*THINGS TO DO*:
#1 In the Camino essay, how long has the writer been in Codependents Anonymous?
#2 Please write out the part of the Camino essay between "In romance, well, hell, what" and "them each time.", inclusive.

*PROVIDED PASSAGE*:
• • • • •
Now, that being said, 480 miles is a long walk with lots to see and limited memory card space. I was subject to the complaints of my body and the more pressing matters at hand than just snapping photos, like where to rest. However, the fact remained that the complaints of my body were directly proportional to the number of kilometers walked in a given day, as set by my desire to catch up to my past friends in the future. This is a very important parallel to daily life and one that demands awareness.

I'm a people pleaser. After a year in Codependents Anonymous, this still presents a problem, especially in the way I pace my life. Right now, I am unemployed, but my biggest concern right now is not that I'm running out of money (I'm okay for a while longer); my biggest concern is that I will have to justify myself to my mother. Each time I get a text message and see it is from her, even if it's a funny picture of the dog, I immediately get ready to explain my actions in a way that she will find acceptable and thus let me off the hook. It is a mentality that regularly takes me away from what I was originally doing. I'm trying to walk her Camino.

On a project level, for the last year, I have been floundering in a field of non-creativity, owing to one of my college lessons that said something to the effect of "You only have a few years to make it in the business." This thought led me to blaze through and submit my first screenplay to multiple companies, a screenplay with which I was not personally happy but which I thought the readers needed to see soon. I jumped to match their pace and sent them inferior work. I have tried to churn out short scripts for my director friends quickly, the idea being turnover, turnover, turnover. Thus far, I have not had anything produced because the work is hurried and inferior. I'm noticing the same in my photography, ignoring lighting and rushing framing to churn out content before I'm overlooked by someone who does not exist. I am walking the Camino of the professional world.

In romance, well, hell, what haven't I already said about romance? To the present, I've operated my relationships on the idea that my date needed constant entertainment, a complete sharing of interests, and anything else they may request, as soon as they request it. Otherwise, they would leave me behind. And this was important to me. I have put down my own work, beliefs, and interests because someone else, whom I happened to find attractive, found them subpar. I have been walking the Camino of everyone I ever dated and completely lost myself in them each time.
• • • • •
*PROVIDED DATA*:
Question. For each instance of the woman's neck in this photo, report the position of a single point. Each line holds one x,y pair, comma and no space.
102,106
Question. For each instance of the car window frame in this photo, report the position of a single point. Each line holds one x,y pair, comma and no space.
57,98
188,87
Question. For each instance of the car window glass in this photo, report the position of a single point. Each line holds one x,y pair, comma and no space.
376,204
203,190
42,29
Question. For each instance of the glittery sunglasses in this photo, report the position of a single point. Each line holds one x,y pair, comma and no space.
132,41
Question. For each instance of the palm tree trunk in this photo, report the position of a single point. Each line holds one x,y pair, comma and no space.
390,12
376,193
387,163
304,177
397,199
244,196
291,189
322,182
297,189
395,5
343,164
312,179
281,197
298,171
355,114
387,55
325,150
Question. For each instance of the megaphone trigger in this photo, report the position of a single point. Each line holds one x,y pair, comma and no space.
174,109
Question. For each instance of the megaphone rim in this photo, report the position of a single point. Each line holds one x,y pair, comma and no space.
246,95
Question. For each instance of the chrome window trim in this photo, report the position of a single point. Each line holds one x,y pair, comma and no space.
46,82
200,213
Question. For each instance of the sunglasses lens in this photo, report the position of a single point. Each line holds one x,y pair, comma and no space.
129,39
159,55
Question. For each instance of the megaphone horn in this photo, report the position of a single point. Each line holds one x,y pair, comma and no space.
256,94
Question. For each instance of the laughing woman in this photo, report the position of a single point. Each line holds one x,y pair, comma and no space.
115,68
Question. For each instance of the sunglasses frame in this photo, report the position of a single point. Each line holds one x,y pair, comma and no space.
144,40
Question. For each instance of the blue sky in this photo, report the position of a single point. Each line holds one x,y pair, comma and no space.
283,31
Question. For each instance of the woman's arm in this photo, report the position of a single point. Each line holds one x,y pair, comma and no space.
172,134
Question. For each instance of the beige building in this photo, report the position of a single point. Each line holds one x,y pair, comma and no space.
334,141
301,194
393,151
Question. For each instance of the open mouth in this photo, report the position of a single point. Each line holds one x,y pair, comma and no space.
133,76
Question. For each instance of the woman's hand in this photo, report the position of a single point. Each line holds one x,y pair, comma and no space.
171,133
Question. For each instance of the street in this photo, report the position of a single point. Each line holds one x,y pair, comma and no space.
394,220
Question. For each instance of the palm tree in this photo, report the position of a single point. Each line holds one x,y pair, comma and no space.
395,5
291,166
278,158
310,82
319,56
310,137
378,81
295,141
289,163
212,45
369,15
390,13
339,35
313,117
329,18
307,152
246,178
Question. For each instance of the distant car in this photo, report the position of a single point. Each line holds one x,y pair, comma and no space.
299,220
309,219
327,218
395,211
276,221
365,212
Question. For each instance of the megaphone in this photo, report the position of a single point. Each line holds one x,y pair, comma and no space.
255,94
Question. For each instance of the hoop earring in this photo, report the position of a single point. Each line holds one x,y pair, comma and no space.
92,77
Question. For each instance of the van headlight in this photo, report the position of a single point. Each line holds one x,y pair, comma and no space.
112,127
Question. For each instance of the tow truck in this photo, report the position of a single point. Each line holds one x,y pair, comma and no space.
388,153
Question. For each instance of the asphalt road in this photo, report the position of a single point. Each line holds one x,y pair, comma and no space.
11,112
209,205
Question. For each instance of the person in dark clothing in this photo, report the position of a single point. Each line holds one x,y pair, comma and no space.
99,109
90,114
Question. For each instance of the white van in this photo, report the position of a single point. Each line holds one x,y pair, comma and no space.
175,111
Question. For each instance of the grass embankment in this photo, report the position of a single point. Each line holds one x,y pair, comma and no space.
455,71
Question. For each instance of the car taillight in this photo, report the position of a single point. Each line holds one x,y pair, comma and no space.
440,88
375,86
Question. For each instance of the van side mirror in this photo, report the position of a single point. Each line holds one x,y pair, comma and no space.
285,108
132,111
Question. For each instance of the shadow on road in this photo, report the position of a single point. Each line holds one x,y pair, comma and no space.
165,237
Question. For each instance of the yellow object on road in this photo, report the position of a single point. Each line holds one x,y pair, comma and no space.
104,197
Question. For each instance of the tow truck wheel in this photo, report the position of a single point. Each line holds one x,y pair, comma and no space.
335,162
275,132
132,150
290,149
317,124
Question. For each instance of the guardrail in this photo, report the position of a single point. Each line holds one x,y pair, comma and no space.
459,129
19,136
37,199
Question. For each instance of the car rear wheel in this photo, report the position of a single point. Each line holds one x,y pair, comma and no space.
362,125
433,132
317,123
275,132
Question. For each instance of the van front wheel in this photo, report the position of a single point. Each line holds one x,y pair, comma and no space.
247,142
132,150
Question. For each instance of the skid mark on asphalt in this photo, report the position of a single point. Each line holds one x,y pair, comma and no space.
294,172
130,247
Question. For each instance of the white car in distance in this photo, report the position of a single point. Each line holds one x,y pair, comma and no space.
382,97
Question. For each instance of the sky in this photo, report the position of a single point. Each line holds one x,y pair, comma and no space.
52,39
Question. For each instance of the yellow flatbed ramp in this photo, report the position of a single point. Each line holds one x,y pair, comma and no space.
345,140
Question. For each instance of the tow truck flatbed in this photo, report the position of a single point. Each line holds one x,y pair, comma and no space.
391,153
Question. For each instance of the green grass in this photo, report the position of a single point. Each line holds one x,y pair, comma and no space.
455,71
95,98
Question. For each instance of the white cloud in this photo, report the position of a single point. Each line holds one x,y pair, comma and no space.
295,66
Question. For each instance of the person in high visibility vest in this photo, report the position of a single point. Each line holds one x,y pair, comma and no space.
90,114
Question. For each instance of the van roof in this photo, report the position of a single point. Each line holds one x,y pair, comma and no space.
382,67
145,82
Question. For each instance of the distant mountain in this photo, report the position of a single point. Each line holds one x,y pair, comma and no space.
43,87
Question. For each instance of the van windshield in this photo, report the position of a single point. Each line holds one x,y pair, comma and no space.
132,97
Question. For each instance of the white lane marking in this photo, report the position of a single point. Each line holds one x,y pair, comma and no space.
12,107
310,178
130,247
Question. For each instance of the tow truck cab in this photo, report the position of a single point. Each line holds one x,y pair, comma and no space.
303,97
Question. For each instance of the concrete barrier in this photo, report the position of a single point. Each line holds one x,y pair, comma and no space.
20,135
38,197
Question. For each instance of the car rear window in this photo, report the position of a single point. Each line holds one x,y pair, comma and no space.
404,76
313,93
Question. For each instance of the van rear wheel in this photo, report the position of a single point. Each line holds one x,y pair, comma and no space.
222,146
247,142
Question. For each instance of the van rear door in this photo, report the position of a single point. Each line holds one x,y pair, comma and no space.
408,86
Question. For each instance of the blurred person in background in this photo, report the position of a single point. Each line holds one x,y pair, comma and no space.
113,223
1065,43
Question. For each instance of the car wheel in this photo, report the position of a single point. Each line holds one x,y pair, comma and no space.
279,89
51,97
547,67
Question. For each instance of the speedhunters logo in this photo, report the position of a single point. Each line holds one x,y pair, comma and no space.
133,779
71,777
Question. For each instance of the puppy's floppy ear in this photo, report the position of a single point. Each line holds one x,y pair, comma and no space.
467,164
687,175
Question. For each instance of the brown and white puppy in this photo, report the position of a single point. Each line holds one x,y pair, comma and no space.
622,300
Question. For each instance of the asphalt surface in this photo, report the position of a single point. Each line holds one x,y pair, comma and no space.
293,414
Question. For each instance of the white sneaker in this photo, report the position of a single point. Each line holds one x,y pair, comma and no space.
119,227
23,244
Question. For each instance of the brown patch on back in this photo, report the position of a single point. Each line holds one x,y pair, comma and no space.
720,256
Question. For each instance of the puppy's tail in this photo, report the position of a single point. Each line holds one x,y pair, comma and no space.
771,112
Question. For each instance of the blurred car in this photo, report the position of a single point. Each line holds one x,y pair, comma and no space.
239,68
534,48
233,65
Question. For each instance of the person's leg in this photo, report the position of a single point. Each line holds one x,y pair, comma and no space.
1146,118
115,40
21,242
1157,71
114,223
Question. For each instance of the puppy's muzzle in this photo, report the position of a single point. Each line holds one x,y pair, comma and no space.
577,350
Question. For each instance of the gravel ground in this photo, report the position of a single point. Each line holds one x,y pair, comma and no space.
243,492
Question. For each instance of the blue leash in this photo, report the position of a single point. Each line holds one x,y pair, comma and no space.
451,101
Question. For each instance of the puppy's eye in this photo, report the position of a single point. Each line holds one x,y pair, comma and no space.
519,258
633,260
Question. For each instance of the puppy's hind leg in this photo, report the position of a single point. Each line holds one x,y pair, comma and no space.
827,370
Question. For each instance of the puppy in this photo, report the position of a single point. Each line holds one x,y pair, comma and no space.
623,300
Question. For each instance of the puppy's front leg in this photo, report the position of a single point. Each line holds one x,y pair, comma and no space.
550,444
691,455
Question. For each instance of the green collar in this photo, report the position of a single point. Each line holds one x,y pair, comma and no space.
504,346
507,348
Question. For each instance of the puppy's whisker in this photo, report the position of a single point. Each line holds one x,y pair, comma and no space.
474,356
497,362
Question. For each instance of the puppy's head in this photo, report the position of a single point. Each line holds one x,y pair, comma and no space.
• • • • •
*SOLUTION SET*:
#1 A year.

#2
In romance, well, hell, what haven't I already said about romance? To the present, I've operated my relationships on the idea that my date needed constant entertainment, a complete sharing of interests, and anything else they may request, as soon as they request it. Otherwise, they would leave me behind. And this was important to me. I have put down my own work, beliefs, and interests because someone else, whom I happened to find attractive, found them subpar. I have been walking the Camino of everyone I ever dated and completely lost myself in them each time.